======== Tekstfragment

De bewaartermijn is een fatale wettelijke termijn waarvan niet kan worden afgeweken. Alleen als de termijnoverschrijding verschoonbaar is in verband met zeer bijzondere omstandigheden waardoor de termijnoverschrijding gerechtvaardigd wordt, kan niet-ontvankelijkverklaring achterwege blijven.
De rechtbank ziet in de door eiseres in beroep aangevoerde redenen geen aanleiding om de termijnoverschrijding verschoonbaar te achten. Daartoe overweegt de rechtbank als volgt.
In het primaire besluit staat duidelijk vermeld dat binnen twee weken na de datum van het besluit, tot en met 26 mei 2022, bezwaar kon worden gemaakt. Dat eiseres het besluit niet kon lezen door problemen met de Nederlandse taal is geen reden om de termijnoverschrijding verschoonbaar te achten (zie onder meer de uitspraak van de Centrale Raad van Beroep van 2 juni 2020, ECLI:NL:CRVB:2020:1158).

================

**Opdracht**
Herschrijf het fragment over de termijnoverschrijding vanaf de woorden "De bewaartermijn is" en stop na "rechtbank als volgt.". Vervang daarin "rechtbank" door "bestuursrechter". De vermeldingen die hierna staan, doen hier niet ter zake.

======== Gegevensrecords

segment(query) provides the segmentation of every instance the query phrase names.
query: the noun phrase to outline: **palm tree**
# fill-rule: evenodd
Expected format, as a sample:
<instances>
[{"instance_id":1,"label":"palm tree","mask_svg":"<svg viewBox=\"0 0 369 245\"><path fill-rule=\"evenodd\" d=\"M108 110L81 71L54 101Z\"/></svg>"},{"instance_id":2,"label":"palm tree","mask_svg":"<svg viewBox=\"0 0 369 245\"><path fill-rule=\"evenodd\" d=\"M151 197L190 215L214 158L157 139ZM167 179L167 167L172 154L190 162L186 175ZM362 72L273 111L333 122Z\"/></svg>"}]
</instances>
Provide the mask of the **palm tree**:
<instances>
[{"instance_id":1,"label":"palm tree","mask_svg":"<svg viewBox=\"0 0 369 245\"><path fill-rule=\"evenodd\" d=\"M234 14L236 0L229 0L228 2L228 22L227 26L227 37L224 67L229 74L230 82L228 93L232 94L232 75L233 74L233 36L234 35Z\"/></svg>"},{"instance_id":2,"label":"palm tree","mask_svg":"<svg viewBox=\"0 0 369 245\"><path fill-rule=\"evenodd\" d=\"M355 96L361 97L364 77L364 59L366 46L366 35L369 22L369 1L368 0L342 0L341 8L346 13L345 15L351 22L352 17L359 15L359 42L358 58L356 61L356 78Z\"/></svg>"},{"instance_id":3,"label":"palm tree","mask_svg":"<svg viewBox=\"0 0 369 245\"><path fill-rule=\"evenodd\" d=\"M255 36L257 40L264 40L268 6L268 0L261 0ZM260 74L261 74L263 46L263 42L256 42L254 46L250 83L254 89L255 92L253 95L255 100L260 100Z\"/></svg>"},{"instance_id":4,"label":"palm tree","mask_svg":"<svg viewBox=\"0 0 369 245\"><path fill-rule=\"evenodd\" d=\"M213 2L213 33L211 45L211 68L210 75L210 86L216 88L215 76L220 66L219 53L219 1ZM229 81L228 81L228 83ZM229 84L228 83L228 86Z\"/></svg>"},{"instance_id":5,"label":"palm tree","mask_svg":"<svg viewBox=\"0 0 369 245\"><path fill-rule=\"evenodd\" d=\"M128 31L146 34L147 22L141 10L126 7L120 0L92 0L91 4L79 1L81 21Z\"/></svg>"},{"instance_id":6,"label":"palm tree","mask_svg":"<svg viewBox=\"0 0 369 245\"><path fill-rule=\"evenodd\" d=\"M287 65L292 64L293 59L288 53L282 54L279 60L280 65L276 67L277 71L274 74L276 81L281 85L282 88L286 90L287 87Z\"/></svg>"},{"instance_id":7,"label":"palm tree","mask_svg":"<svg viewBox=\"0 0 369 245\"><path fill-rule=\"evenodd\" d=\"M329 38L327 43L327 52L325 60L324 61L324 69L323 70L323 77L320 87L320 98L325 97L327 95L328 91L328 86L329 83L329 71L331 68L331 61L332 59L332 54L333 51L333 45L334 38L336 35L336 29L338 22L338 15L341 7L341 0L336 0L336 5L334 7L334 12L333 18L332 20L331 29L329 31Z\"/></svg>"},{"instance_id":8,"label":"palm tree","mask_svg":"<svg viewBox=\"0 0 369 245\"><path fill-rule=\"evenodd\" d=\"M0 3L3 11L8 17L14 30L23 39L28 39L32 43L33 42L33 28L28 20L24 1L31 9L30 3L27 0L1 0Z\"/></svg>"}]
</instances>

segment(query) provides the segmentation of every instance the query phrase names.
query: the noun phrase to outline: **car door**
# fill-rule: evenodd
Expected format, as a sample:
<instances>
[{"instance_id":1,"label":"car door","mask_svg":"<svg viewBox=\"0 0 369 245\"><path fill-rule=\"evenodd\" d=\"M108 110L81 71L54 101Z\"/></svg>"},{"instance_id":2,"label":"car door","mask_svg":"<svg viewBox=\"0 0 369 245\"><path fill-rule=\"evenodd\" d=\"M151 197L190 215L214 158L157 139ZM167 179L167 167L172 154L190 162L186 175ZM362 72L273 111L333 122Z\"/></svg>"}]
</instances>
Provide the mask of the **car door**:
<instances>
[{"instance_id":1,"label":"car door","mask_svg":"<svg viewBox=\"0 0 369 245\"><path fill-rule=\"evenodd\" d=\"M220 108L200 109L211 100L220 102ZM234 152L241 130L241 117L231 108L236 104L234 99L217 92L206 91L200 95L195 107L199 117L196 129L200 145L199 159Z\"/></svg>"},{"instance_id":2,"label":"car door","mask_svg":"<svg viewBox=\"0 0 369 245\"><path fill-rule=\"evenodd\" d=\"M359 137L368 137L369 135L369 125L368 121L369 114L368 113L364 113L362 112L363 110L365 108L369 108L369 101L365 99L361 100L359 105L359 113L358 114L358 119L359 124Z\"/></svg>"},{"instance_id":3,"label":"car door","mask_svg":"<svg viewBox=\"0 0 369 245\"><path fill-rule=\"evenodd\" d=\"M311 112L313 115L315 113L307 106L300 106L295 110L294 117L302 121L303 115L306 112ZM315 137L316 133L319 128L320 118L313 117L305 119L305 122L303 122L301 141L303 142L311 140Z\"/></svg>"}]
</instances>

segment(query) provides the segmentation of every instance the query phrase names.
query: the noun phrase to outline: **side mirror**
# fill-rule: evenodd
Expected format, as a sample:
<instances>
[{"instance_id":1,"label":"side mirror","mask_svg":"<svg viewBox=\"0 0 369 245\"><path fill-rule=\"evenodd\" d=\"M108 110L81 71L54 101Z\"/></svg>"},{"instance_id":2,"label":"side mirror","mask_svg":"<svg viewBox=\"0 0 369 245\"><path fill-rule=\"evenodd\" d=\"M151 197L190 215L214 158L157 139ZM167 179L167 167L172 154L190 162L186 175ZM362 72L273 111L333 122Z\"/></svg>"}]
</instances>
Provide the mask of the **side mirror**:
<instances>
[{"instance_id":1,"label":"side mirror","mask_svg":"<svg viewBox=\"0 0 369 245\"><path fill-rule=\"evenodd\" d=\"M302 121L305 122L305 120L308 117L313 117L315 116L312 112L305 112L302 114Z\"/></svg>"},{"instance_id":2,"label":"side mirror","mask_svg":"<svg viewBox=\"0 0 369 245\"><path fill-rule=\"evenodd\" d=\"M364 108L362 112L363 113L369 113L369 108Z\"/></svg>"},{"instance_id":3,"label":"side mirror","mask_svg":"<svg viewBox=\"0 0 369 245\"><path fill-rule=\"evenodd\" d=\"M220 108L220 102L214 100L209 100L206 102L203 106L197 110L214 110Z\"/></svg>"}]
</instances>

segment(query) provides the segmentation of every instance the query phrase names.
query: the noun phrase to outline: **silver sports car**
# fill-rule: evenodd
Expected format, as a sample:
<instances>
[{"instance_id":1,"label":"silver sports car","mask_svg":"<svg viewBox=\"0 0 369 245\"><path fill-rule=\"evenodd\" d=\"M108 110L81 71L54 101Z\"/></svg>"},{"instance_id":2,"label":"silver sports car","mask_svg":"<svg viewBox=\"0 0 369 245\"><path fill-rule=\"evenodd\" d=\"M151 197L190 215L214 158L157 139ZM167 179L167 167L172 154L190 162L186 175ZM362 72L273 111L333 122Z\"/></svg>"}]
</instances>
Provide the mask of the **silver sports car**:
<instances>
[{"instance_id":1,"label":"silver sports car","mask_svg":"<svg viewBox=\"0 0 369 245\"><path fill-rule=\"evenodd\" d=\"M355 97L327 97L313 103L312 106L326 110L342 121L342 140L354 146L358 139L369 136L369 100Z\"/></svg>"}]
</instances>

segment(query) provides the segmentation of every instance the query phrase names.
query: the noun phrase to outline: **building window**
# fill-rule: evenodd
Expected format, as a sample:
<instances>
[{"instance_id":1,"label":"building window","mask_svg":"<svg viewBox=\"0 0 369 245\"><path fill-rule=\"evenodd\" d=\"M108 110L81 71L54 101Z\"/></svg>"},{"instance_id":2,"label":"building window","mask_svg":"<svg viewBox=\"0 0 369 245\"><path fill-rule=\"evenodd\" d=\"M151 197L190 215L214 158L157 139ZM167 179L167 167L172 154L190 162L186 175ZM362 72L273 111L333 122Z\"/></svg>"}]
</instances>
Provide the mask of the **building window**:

================

**Uitwerking**
De bewaartermijn is een fatale wettelijke termijn waarvan niet kan worden afgeweken. Alleen als de termijnoverschrijding verschoonbaar is in verband met zeer bijzondere omstandigheden waardoor de termijnoverschrijding gerechtvaardigd wordt, kan niet-ontvankelijkverklaring achterwege blijven.
De bestuursrechter ziet in de door eiseres in beroep aangevoerde redenen geen aanleiding om de termijnoverschrijding verschoonbaar te achten. Daartoe overweegt de bestuursrechter als volgt.